REQUIREMENT >>
Would you copy the entries that follow exactly, leaving out every picture?

SOURCE MATERIAL >>
::::::::

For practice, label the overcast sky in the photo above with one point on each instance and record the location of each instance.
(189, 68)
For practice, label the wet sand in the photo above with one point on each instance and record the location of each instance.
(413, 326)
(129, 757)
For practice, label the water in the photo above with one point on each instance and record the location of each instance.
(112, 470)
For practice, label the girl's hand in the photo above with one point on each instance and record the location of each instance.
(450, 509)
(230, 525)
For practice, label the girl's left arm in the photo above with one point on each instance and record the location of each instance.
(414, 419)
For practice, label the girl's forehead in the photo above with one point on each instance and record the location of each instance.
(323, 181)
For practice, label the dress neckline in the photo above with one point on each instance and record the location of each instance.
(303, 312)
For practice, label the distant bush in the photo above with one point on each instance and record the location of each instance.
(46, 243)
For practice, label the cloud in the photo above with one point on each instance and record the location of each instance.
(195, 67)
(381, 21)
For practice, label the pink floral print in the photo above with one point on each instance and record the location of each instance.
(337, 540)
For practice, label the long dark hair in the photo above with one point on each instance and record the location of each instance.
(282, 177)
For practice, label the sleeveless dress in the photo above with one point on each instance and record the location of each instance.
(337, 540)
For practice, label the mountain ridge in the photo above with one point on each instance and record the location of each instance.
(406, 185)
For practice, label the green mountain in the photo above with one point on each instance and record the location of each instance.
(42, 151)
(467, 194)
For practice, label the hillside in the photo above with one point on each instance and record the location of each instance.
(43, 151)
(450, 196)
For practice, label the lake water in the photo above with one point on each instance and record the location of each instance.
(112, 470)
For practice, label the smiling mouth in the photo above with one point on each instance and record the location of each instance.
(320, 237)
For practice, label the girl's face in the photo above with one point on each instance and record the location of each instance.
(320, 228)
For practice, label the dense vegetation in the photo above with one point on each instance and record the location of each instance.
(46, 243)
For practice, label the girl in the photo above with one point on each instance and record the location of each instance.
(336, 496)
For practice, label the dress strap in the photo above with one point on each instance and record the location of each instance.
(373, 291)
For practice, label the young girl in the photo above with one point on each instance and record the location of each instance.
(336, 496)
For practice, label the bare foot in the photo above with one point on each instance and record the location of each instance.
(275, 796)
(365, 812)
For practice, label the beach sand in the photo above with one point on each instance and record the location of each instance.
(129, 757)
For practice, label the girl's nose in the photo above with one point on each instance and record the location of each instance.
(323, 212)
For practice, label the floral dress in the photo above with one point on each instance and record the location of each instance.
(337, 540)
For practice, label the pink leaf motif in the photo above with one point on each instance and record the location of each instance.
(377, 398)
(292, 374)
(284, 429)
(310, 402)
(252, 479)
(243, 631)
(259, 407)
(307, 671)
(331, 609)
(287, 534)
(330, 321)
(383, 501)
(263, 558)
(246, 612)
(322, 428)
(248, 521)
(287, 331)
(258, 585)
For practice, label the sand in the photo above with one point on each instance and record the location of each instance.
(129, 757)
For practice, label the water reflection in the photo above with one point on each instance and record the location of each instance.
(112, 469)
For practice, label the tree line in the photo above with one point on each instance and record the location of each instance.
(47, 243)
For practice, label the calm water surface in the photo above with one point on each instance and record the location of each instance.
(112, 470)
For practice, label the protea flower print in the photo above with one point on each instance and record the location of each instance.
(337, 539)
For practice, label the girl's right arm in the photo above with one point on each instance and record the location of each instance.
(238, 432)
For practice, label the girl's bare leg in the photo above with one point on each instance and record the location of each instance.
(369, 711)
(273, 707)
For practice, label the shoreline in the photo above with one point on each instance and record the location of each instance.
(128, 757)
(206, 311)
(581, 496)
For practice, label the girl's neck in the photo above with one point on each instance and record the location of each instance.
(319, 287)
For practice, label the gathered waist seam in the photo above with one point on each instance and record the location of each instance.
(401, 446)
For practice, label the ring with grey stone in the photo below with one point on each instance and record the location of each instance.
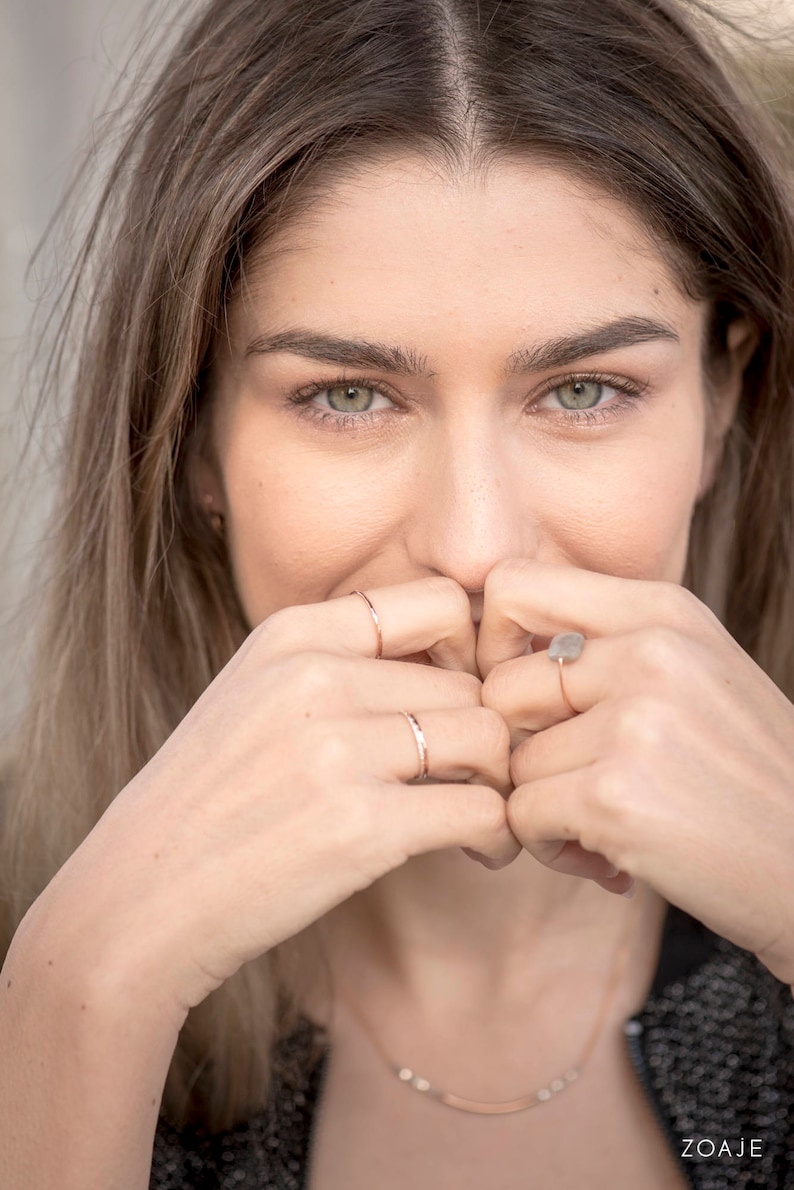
(563, 649)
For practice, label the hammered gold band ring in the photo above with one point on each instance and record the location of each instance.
(421, 745)
(564, 649)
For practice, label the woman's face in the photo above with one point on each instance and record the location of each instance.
(427, 376)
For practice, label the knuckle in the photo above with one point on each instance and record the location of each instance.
(612, 796)
(494, 688)
(518, 808)
(468, 688)
(313, 676)
(491, 812)
(662, 651)
(332, 751)
(454, 596)
(679, 605)
(642, 722)
(277, 631)
(501, 577)
(495, 732)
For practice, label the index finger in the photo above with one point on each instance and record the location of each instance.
(426, 615)
(524, 599)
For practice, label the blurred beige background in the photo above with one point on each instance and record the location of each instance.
(58, 62)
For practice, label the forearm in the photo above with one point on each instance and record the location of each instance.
(82, 1069)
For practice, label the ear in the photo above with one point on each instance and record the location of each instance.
(725, 388)
(205, 481)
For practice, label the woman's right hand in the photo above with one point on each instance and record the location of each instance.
(286, 789)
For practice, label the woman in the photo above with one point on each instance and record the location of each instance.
(425, 334)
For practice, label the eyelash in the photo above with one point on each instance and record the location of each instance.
(627, 393)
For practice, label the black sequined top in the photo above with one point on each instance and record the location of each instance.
(713, 1047)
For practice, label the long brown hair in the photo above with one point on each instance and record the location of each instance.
(261, 101)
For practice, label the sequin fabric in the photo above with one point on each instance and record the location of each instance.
(713, 1047)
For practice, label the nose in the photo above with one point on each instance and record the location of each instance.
(473, 506)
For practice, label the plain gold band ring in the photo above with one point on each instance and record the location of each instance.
(566, 647)
(375, 621)
(421, 745)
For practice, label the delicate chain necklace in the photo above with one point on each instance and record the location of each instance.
(556, 1085)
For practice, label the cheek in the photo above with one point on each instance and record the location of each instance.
(298, 526)
(627, 508)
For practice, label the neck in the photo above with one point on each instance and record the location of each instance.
(444, 931)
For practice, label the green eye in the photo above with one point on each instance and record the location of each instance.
(580, 394)
(350, 399)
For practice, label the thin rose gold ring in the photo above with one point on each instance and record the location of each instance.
(421, 745)
(376, 622)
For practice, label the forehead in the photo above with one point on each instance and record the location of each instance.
(398, 245)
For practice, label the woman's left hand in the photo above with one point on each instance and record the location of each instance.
(679, 766)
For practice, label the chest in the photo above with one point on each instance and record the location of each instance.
(372, 1129)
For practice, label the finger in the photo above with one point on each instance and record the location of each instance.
(524, 599)
(350, 682)
(563, 747)
(552, 821)
(429, 617)
(431, 818)
(636, 665)
(526, 690)
(469, 744)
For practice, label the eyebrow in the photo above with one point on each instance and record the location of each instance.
(621, 332)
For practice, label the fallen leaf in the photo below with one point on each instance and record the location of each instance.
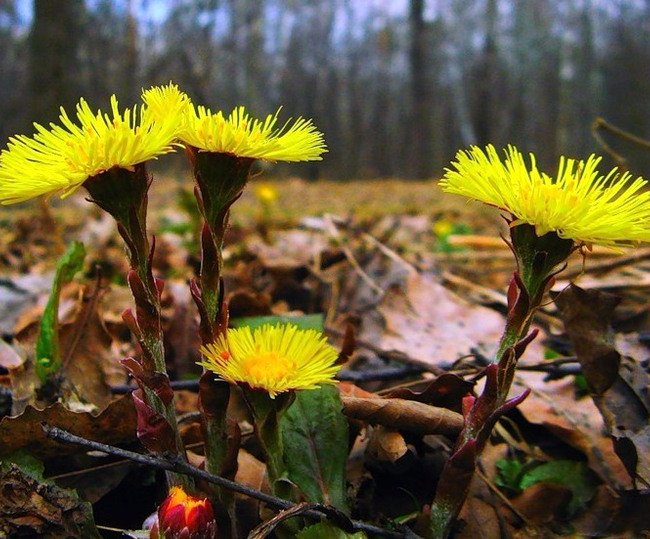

::::::::

ANSWER >>
For practice, label the overcast sky in the photo above with one point on each instance and record the location of each instance.
(189, 68)
For practice, label the wet sand in the photo above with one point on each instance and record the location of each instance.
(413, 326)
(129, 757)
For practice, label the water in the photo above with one point on each instance and record the location of each instance.
(112, 470)
For practice, label the girl's hand in the photo above with one point on each instance and record the location of each instance.
(450, 509)
(230, 525)
For practice, label the girl's left arm in the photo above with one point on each instance and record the location of each instance.
(414, 419)
For practice, label the girl's forehead in the photo above with one point on each instance and record the location of each instance.
(323, 181)
For practice, label the dress neckline in the photo above with one point on each instance and record the location of each instance.
(303, 312)
For practice, label the distant bush in the photo above with one point on each instance and record the location of each instance.
(46, 243)
For practice, label the cloud in the photo above with one point on each instance and record the location of each instance.
(195, 67)
(381, 21)
For practice, label the pink floral print in the photo above with one point on each instance and record the location of each instance.
(337, 540)
For practice, label the long dark hair in the photo above with one point on each instance and record the location of each instance.
(282, 177)
For practice, label the sleeveless dress in the photo above with one point on each instance and record the location of each instance.
(337, 540)
For practice, label the mountain ridge in the photo above with one point on each instance and record the location of each instance.
(406, 185)
For practice, label the green mountain in the photo above with one point on each instance and record the location of each instance.
(42, 151)
(467, 194)
For practice, label the hillside in the photo above with one point on each instance and record the location of each instance.
(43, 151)
(450, 196)
For practice, label the lake water in the photo above with one point on each instance and record the location of each instance.
(112, 470)
For practice, label the smiling mouth in the photo above with one point on each instance and record the location of each instance.
(320, 237)
For practice, label the girl's face in the photo above with one point on each instance and record the location of each instance.
(320, 228)
For practice, label the dense vegetation in the photo above with one point on each instance and record the location of each instance.
(46, 243)
For practice, label the girl in the photo above with one point on each instance and record the location of each instance.
(336, 496)
For practice, label the dress strap in the photo above with one point on each instance and record the location of each instance.
(373, 291)
For practice, label the young girl in the photo above with one point on each instance and record the location of each instance.
(336, 496)
For practice, label the bare foot in the photo above with one point on each instance and record the location of each instance.
(275, 796)
(365, 812)
For practice, label the beach sand in the photo above with one point on each instance and record the location of each instance.
(129, 757)
For practice, label the girl's nose in the photo above with one point on each instance and record the location of each instance.
(323, 212)
For practice, label the floral dress in the photo above with one point on each instance and record the location of each instance.
(337, 540)
For practice, label the pink leaf motif in the photo above with one point on each instance and record the location of each instance.
(377, 398)
(292, 374)
(284, 429)
(310, 402)
(252, 479)
(243, 631)
(259, 407)
(307, 671)
(331, 609)
(287, 534)
(330, 321)
(383, 501)
(263, 558)
(246, 612)
(322, 428)
(248, 521)
(287, 331)
(258, 585)
For practice, label the sand in the photo above with one point on each instance and record the location of each instance.
(129, 757)
For practice, label the water reflection in the photo above with one point on each instance and record the location of each instance.
(112, 469)
For practice, label the tree line in the photo above with one point on each instance and record the location of each instance.
(47, 243)
For practice, label the calm water surface in the photo above with one point on each instance and record the location of each instance.
(112, 470)
For practice, label the protea flower print in the photo above with one point on each instance and record the location of each instance.
(337, 539)
For practice, label the girl's right arm in the photo above with one point on each instance and record the location of each instance.
(238, 432)
For practice, label the girl's bare leg in the photo above with one point on each instance and record the location of each instance.
(369, 711)
(273, 707)
For practice, label the shoreline in the photo above with one point on each instance and record the location of each instance.
(128, 757)
(206, 311)
(581, 496)
For practice, label the girl's neck in the photo above with one point on each instance and record the location of each instance.
(319, 287)
For practice, label the gathered waist seam in the photo above with one point on each instance and record the location of each instance.
(401, 446)
For practice, label the ring with grey stone in the photo below with one point on each instance and record the location of each instance.
(563, 649)
For practice, label the hammered gold band ring in the photo above with one point on each instance and record the location of each instance.
(421, 745)
(564, 649)
For practice, label the woman's face in the photo above with one point on each instance and record the location of each instance.
(427, 376)
For practice, label the knuckle in the photo above with one point on each instance and record the location of each instance.
(612, 796)
(494, 688)
(518, 808)
(468, 688)
(313, 676)
(491, 812)
(662, 651)
(332, 751)
(454, 596)
(679, 605)
(642, 722)
(277, 631)
(501, 577)
(495, 732)
For practice, label the index finger in the photo above with one point on each instance and record the location of each instance.
(426, 615)
(524, 599)
For practice, label the blurred beige background in the photo above with one point on each instance and record the location of each instance.
(58, 62)
For practice, label the forearm in the photo above with one point on each instance and record the location of each instance.
(82, 1069)
For practice, label the ear in the photo above with one point on each instance and record the location of each instance.
(725, 388)
(205, 481)
For practice, label the woman's right hand in the photo above with one point on each instance and record the location of each instance.
(286, 789)
For practice, label the woman in the photo above with one point on each instance and record the location of each instance.
(425, 334)
For practice, label the eyelash in the photo above with one point on each instance and record the location of each instance.
(627, 393)
For practice, label the black sequined top in the photo above with one point on each instance and record the location of each instance.
(713, 1047)
For practice, label the long brown hair in the photo above with one point on each instance and record the location of each instance.
(261, 101)
For practice, label the sequin fabric in the photo above with one point on each instance and record the location of each instance.
(713, 1047)
For practice, label the nose in the photo above with one point on each instance and record the location of each instance.
(473, 506)
For practice, label the plain gold band ring in the photo above with one point on each instance and record the location of each instance.
(566, 647)
(375, 621)
(421, 745)
For practice, label the delicate chain necklace in the photo above with one point on each instance and record the location of each instance.
(556, 1085)
For practice, label the cheek in the photo above with one point on each instance and record the location of each instance.
(298, 526)
(627, 508)
For practice, label the neck in the photo above with one point on each instance and record the location of each instance.
(444, 931)
For practice, label the green eye in the photo above with one point on each instance and record the location of each instance.
(580, 394)
(350, 399)
For practice, label the thin rose gold ring in the photo above with one point on each instance and record the location of each instance.
(421, 745)
(376, 622)
For practice, label the forehead in the photo above with one point on each instance and record the location of each instance.
(398, 245)
For practice, label the woman's left hand in the photo above with one point on each instance and record the location of each instance.
(679, 766)
For practice, label the chest in the photo above with one point on each instance and record the location of each instance.
(372, 1129)
For practice, label the finger in the photo above with one point on each instance and record the location of each instance.
(524, 599)
(350, 682)
(563, 747)
(552, 821)
(429, 617)
(431, 818)
(636, 665)
(526, 690)
(469, 744)
For practice, label the eyebrow in the photo above with one point on each instance and record the location of each instance.
(621, 332)
For practice, label the fallen leaf in the photo below with one point on each instance and record the location of each instance.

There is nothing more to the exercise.